Find every line in the material below with the string "bicycle" and state how many there are, with no other text.
DATA TO EXAMINE Block Start
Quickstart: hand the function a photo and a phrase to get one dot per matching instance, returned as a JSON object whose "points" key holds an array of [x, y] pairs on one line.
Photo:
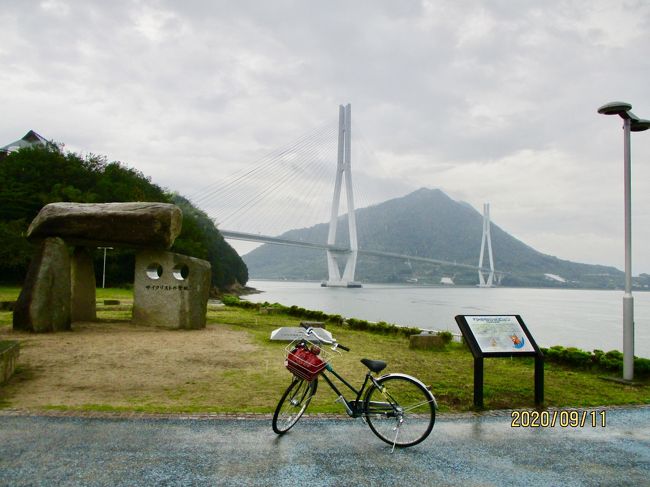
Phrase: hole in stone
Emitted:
{"points": [[154, 271], [181, 271]]}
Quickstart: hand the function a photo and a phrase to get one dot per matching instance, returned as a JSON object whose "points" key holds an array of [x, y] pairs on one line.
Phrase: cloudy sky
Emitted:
{"points": [[491, 101]]}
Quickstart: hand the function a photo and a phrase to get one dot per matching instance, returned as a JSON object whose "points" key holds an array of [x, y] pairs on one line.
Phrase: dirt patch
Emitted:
{"points": [[119, 364]]}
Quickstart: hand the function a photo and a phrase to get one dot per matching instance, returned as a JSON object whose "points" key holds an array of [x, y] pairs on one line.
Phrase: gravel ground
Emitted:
{"points": [[468, 450]]}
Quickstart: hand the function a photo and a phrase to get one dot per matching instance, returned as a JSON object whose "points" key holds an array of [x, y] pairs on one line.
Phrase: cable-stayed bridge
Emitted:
{"points": [[285, 189]]}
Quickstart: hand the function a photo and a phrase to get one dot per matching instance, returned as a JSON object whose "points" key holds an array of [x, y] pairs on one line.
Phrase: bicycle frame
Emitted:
{"points": [[353, 408]]}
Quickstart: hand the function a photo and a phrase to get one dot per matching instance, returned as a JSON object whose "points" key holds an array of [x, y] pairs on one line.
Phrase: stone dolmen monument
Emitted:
{"points": [[170, 289]]}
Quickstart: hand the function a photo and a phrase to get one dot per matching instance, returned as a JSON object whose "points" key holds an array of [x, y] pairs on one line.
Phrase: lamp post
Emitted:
{"points": [[104, 272], [631, 123]]}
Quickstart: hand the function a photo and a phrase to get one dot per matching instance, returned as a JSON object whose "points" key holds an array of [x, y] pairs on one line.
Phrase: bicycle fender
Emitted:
{"points": [[414, 379]]}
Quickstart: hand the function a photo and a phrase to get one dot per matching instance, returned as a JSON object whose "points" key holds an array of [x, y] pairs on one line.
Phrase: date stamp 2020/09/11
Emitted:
{"points": [[564, 418]]}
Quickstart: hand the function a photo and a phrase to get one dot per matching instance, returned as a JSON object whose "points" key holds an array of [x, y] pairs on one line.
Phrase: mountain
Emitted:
{"points": [[426, 223]]}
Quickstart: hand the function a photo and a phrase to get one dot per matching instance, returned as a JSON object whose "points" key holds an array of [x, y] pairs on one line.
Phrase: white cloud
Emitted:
{"points": [[491, 101]]}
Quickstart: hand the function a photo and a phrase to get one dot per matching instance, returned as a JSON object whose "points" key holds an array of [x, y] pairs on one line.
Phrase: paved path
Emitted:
{"points": [[465, 450]]}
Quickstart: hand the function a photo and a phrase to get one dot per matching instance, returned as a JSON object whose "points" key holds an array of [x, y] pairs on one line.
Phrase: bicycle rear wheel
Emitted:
{"points": [[401, 412], [293, 404]]}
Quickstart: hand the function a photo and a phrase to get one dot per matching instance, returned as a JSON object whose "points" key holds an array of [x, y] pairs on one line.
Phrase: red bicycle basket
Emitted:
{"points": [[304, 363]]}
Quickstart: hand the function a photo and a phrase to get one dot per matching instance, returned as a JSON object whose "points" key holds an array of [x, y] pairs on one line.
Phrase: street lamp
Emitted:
{"points": [[631, 123], [104, 272]]}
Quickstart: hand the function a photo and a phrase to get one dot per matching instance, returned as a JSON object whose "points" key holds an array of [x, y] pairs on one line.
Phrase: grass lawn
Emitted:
{"points": [[232, 366]]}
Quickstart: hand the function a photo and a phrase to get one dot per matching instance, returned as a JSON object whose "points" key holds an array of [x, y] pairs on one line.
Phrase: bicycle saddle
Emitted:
{"points": [[374, 365]]}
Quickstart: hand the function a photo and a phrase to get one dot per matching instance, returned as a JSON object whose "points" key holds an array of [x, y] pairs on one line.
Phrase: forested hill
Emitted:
{"points": [[33, 177], [426, 223]]}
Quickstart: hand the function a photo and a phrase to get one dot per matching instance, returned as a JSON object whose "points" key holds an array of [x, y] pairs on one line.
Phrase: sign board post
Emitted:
{"points": [[500, 336]]}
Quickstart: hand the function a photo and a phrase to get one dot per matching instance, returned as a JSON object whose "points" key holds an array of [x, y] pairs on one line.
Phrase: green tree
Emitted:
{"points": [[34, 177]]}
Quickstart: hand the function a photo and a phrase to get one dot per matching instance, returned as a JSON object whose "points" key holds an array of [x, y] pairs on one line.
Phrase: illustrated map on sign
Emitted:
{"points": [[499, 334]]}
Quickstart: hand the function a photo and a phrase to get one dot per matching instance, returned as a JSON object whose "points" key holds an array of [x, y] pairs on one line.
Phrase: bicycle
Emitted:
{"points": [[398, 408]]}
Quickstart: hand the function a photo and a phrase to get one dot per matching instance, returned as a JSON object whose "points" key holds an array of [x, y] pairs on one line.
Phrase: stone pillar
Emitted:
{"points": [[83, 306], [170, 290], [44, 301]]}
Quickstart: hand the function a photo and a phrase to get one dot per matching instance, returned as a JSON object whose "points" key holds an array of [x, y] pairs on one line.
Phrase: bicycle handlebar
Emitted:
{"points": [[310, 331]]}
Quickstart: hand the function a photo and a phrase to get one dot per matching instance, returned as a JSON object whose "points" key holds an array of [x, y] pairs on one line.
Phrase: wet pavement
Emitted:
{"points": [[462, 450]]}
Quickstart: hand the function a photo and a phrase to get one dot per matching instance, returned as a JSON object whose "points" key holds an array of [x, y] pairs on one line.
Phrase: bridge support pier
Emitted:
{"points": [[482, 282], [343, 173]]}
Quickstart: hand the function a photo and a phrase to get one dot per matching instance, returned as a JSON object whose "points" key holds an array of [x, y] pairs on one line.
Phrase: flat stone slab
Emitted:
{"points": [[141, 224], [291, 333]]}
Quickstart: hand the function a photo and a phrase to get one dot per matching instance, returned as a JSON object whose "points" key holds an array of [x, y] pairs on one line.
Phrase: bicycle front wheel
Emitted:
{"points": [[293, 404], [401, 411]]}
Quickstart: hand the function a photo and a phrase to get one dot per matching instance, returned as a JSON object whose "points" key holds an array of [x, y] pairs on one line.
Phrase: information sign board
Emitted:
{"points": [[499, 334]]}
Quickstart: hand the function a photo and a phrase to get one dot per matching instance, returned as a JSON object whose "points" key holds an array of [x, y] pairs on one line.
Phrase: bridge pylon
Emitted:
{"points": [[482, 282], [343, 176]]}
DATA TO EXAMINE Block End
● **ANSWER BOX**:
8